CEL:
Proszę przepisać poniższe wpisy, zmieniając nazwę „hockey stick” na „ice hockey stick”. Wszystko inne ma pozostać bez zmian.

Zapisane wpisy:
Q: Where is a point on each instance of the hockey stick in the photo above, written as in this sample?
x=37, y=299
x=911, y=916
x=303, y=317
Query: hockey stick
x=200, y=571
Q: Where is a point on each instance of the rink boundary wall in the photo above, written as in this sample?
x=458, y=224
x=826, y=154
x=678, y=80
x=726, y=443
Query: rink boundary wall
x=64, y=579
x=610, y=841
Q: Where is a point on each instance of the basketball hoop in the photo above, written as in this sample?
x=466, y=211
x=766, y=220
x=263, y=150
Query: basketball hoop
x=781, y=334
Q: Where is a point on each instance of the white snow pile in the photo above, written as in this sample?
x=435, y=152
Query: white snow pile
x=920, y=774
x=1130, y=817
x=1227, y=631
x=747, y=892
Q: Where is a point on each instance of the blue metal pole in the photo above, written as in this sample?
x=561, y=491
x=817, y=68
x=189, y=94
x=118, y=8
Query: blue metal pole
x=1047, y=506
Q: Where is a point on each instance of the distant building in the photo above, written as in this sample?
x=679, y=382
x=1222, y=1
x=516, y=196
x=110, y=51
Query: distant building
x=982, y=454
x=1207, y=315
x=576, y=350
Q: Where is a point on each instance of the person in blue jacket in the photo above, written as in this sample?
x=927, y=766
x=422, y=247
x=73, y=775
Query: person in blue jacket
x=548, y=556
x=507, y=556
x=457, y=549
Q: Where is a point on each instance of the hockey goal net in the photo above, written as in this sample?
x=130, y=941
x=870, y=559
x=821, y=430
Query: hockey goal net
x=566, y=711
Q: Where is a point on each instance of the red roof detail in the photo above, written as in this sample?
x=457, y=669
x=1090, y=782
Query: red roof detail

OCZEKIWANA ODPOWIEDŹ:
Q: Where is a point on each instance of the ice hockey stick in the photo above, written as in this sample?
x=37, y=299
x=911, y=916
x=303, y=317
Query: ice hockey stick
x=200, y=571
Q: Where is a point on each instance of the rink boundary wall in the photo above, written as in this sample?
x=458, y=224
x=826, y=154
x=678, y=80
x=726, y=443
Query: rink boundary wall
x=64, y=579
x=610, y=841
Q: Where is a point on each instance of the basketball hoop in the photo above, written as in this sample?
x=466, y=211
x=766, y=220
x=263, y=150
Query: basketball hoop
x=781, y=334
Q: Where is a point on each instance of the white snow pile in the photo above, written as in this sample?
x=435, y=152
Query: white snow pile
x=920, y=774
x=1130, y=817
x=1227, y=631
x=747, y=892
Q: Where is a point on each instance of the blue metal pole in the photo above, written as in this sample?
x=561, y=491
x=817, y=68
x=189, y=94
x=118, y=8
Query: blue metal pole
x=1047, y=506
Q: Where is a point on each instance of the distant building in the photo above, written as in this sample?
x=679, y=382
x=1222, y=1
x=516, y=196
x=110, y=51
Query: distant building
x=982, y=454
x=1207, y=315
x=576, y=350
Q: Where is a point on each instance of the person in blue jacket in the photo above, written as in this sample?
x=927, y=766
x=422, y=247
x=73, y=775
Query: person in blue jacket
x=548, y=556
x=507, y=556
x=457, y=549
Q: Where is a point on each instance of the hockey goal net in the photo above, written as in this sample?
x=130, y=941
x=870, y=559
x=821, y=430
Query: hockey goal net
x=566, y=711
Q: Where is a point on each instance of the red roof detail in the photo above, written as in this sample?
x=457, y=669
x=1090, y=782
Query: red roof detail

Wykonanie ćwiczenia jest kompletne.